Kutipan Halaman:
Adalah mereka anak-anak muda yang berasal dari berbagai pulau di Hindia Belanda, yang ‘merantau’ untuk mencari ilmu ke Jawa dengan gagah berani mengucapkan ikrar tersebut. Mereka datang dari daerah untuk melanjutkan pendidikannya ke jenjang yang lebih tinggi dikarenakan sarana pendidikan didaerahnya sangat terbatas. Pada awalnya, mereka telah ‘disiapkan’ oleh pemerintah kolonial untuk mengisi pos-pos pada berbagai bidang pekerjaan pemerintah. Mereka diproyeksikan akan menjadi kepanjangan tangan pemerintah kolonial di Hindia Belanda dan menjadi antek-antek pemerintah kolonial. Selanjutnya mereka yang akan menjadi penjajah bagi bangsanya sendiri, menjadi pengkhianat yang menindas saudaranya sendiri.
Memang itulah tujuan dari dibukanya sarana pendidikan di Hindia Belanda yang merupakan bagian dari Politik Etis yang dicetuskan oleh van Deventer dalam artikelnya yang berjudul ‘Een Eereschuld’ (suatu utang kehormatan) pada majalah de Gids. Ia adalah seorang ahli hukum yang pernah tinggal di Hindia Belanda selama 17 tahun pada 1880-1897[1]. Suatu utang kehormatan menjadi sebuah artikel yang ia tulis setelah ia menyadari bagaimana massif eksploitasi bangsanya terhadap Hindia Belanda, tanpa memperhatikan rakyat pribumi.

Informasi yang Diberikan:
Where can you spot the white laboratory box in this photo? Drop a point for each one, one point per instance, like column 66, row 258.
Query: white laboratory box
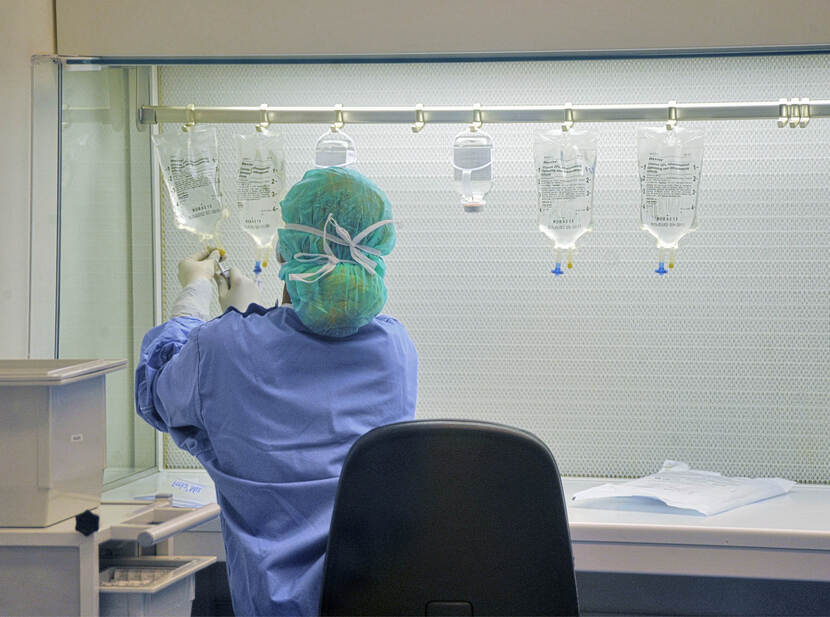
column 52, row 438
column 145, row 586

Latihan Singkat 1:
Tuliskan kembali dengan tepat bagian kutipan halaman tentang pemuda perantau dan Politik Etis yang dibuka oleh kata-kata "Memang itulah tujuan" dan ditutup dengan "memperhatikan rakyat pribumi.".
Latihan Singkat 2:
Teruskan kutipan halaman tentang pemuda perantau dan Politik Etis, mulai setelah kalimat terakhirnya.

Jawaban Latihan 1:
Memang itulah tujuan dari dibukanya sarana pendidikan di Hindia Belanda yang merupakan bagian dari Politik Etis yang dicetuskan oleh van Deventer dalam artikelnya yang berjudul ‘Een Eereschuld’ (suatu utang kehormatan) pada majalah de Gids. Ia adalah seorang ahli hukum yang pernah tinggal di Hindia Belanda selama 17 tahun pada 1880-1897[1]. Suatu utang kehormatan menjadi sebuah artikel yang ia tulis setelah ia menyadari bagaimana massif eksploitasi bangsanya terhadap Hindia Belanda, tanpa memperhatikan rakyat pribumi.

Jawaban Latihan 2:
Meskipun cita-cita van Deventer tercapai, namun hanya segelintir orang yang dapat mencicipi nyamannya bangku sekolah. Tetap pendidikan tidak mampu merangkul tangan-tangan rakyat miskin. Pendidikan hanya untuk orang-orang asing, terutama untuk anak-anak pegawai Belanda. Kalaupun ada rakyat pribumi yang dapat bersekolah, sudah bisa dipastikan bahwa ia keturunan ningrat, keluarga bupati, anak dari pegawai pemerintah kolonial, atau paling tidak orang terkaya di kampungnya. Akses pendidikan bagi rakyat miskin tertutup.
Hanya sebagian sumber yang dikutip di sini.